---- Text

Entries combine biological information about the molecular function, biological processes, cellular location and pathways of a complex with information about its constituents (proteins, nucleic acids, small molecules and polysaccharides), topology, stoichiometry and structural assembly. Structured information about complex ligands, diseases they are involved in and drugs they act as targets for is also added to appropriate entries. The use of the Evidence Code Ontology (13) allows us to indicate for which entries direct experimental evidence is available in a molecular interaction databases, such as IntAct (www.ebi.ac.uk/intact), or if the complex has been modelled from more limited evidence, or inferred from component sequence homology or orthology.

--------
---- Given records

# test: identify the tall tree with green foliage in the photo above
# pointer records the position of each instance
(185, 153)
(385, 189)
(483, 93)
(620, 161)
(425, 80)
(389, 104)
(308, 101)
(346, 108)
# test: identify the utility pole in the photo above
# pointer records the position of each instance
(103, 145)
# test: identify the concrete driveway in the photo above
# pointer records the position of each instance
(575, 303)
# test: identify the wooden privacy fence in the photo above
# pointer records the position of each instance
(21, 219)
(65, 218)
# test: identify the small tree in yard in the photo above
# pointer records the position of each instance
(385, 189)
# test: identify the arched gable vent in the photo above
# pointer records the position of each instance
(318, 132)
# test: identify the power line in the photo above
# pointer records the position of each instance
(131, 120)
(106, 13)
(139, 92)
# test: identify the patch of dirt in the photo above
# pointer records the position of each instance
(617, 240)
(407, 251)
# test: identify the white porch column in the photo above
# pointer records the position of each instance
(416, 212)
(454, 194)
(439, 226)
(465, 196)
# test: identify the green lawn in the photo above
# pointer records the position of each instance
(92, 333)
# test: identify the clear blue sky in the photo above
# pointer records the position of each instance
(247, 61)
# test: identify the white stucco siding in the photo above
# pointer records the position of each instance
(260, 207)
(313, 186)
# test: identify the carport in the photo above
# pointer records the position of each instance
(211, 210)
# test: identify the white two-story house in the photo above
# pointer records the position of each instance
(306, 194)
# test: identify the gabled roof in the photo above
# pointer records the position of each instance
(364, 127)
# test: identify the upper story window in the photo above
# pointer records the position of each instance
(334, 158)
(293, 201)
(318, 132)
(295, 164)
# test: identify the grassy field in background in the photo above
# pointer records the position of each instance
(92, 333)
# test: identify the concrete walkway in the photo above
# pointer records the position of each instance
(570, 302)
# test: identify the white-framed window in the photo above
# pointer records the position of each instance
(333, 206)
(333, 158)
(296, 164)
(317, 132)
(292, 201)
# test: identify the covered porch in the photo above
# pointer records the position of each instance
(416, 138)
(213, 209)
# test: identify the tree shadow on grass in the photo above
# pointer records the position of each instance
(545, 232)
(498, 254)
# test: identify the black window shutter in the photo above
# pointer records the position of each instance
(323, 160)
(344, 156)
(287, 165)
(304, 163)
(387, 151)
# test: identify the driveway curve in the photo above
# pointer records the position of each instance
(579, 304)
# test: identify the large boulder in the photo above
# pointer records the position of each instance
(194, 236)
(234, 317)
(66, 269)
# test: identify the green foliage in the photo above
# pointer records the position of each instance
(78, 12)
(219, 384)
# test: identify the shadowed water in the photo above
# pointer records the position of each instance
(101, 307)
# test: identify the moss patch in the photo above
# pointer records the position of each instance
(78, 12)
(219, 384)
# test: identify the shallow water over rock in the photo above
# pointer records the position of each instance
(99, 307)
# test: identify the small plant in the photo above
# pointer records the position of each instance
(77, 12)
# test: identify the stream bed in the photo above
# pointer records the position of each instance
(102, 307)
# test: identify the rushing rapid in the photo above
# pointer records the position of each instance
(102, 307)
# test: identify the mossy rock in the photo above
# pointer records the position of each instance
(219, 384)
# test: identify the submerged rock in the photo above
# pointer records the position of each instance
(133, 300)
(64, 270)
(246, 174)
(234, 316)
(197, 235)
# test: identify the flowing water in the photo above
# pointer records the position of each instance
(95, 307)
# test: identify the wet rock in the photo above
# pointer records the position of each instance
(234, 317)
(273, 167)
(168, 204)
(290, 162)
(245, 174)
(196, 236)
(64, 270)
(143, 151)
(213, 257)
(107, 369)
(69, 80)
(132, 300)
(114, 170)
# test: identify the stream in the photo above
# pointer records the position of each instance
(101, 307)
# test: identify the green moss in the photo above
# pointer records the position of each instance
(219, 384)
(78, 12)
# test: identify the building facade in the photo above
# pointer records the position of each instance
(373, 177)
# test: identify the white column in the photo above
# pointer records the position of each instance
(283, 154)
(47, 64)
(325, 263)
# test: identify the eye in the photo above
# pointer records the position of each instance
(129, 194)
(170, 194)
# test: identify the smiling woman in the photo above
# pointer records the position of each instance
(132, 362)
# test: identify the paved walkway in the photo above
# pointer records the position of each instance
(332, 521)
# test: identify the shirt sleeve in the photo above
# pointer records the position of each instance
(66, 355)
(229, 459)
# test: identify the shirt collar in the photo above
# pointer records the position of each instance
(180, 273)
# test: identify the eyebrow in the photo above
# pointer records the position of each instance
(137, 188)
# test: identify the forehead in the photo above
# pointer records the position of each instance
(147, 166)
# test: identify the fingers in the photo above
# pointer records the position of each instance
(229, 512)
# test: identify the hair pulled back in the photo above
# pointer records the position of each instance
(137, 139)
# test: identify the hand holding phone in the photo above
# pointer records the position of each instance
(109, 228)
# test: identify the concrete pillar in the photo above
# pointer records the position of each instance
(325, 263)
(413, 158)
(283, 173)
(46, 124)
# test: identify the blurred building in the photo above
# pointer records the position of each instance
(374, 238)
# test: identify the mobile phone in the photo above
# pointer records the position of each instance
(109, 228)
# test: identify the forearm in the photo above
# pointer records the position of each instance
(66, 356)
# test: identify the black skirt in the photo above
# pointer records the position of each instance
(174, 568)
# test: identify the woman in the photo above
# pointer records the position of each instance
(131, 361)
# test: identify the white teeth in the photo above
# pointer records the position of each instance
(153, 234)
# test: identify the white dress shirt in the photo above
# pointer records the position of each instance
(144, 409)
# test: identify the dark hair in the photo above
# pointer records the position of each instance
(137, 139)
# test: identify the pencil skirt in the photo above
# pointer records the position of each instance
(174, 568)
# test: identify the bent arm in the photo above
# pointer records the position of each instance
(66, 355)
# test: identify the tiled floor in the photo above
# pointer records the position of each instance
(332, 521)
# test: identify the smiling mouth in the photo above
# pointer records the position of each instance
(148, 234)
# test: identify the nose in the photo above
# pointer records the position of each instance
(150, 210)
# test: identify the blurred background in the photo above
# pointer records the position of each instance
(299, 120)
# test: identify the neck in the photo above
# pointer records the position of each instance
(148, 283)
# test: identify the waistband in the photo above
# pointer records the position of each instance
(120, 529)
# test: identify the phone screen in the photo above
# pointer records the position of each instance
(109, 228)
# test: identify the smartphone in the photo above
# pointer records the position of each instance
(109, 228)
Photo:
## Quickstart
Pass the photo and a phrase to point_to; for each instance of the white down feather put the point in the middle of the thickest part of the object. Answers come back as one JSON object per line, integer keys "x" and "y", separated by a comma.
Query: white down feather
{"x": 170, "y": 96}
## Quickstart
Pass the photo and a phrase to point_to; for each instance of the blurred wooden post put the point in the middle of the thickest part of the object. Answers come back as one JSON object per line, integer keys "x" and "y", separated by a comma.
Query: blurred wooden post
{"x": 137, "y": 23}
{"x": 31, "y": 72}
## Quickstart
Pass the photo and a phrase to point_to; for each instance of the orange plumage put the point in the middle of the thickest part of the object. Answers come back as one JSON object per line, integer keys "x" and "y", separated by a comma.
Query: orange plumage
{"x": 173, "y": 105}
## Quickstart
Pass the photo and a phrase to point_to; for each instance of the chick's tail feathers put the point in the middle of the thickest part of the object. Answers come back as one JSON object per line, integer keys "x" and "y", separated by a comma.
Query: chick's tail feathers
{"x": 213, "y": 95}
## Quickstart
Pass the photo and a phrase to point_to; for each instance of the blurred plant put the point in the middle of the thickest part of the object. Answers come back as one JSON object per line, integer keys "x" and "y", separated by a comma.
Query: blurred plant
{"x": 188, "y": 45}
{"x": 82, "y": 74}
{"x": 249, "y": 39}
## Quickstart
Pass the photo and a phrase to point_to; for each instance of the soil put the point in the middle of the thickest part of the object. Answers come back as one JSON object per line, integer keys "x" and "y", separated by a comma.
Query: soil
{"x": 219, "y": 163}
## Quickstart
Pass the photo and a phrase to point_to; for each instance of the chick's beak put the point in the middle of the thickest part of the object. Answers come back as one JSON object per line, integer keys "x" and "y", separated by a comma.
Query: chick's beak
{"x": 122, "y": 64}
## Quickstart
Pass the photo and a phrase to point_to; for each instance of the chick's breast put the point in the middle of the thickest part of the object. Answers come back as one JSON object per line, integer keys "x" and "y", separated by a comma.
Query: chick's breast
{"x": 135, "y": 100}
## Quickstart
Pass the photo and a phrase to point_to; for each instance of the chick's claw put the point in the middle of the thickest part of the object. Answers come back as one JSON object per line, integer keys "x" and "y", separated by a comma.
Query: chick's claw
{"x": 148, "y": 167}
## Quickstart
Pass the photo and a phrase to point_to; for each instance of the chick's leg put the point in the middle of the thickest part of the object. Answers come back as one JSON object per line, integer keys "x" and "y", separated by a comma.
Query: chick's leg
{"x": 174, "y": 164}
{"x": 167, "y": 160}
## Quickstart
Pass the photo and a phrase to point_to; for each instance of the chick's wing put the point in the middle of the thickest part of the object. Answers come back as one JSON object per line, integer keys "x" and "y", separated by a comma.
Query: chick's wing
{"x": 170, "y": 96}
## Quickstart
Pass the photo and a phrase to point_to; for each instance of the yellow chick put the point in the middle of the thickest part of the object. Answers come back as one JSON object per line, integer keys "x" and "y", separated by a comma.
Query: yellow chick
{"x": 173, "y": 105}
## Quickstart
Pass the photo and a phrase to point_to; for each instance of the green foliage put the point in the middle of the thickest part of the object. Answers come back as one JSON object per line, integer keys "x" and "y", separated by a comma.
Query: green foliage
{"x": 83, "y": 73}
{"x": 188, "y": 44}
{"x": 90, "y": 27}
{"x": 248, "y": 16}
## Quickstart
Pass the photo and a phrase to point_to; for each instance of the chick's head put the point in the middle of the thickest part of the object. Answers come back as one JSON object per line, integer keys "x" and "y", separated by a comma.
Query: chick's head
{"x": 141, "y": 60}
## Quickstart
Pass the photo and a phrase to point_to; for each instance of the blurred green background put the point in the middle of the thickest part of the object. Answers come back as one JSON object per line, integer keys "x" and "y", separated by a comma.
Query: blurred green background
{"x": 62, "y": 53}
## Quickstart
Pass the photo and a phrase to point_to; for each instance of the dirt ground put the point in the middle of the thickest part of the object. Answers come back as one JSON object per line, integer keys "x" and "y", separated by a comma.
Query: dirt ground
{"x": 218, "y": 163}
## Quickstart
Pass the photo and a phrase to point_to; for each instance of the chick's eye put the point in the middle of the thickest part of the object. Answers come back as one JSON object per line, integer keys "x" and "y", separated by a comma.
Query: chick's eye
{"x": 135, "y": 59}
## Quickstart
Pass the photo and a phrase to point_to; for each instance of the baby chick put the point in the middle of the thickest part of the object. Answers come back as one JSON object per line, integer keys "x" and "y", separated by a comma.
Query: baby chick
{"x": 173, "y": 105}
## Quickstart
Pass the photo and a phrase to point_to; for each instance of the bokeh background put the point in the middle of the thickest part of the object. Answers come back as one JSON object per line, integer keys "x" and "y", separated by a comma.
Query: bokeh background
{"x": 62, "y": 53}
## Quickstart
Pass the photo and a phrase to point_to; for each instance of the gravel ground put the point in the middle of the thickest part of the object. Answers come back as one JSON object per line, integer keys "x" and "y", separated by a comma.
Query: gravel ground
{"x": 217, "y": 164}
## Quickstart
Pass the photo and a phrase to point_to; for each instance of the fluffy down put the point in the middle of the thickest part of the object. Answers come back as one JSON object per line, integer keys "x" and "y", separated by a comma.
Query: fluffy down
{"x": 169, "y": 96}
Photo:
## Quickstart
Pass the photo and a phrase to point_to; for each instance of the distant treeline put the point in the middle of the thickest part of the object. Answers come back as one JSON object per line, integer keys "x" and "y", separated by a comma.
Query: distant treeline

--------

**What to work on**:
Reproduce, word for word, the complete text above on what complex entries contain.

**Result**:
Entries combine biological information about the molecular function, biological processes, cellular location and pathways of a complex with information about its constituents (proteins, nucleic acids, small molecules and polysaccharides), topology, stoichiometry and structural assembly. Structured information about complex ligands, diseases they are involved in and drugs they act as targets for is also added to appropriate entries. The use of the Evidence Code Ontology (13) allows us to indicate for which entries direct experimental evidence is available in a molecular interaction databases, such as IntAct (www.ebi.ac.uk/intact), or if the complex has been modelled from more limited evidence, or inferred from component sequence homology or orthology.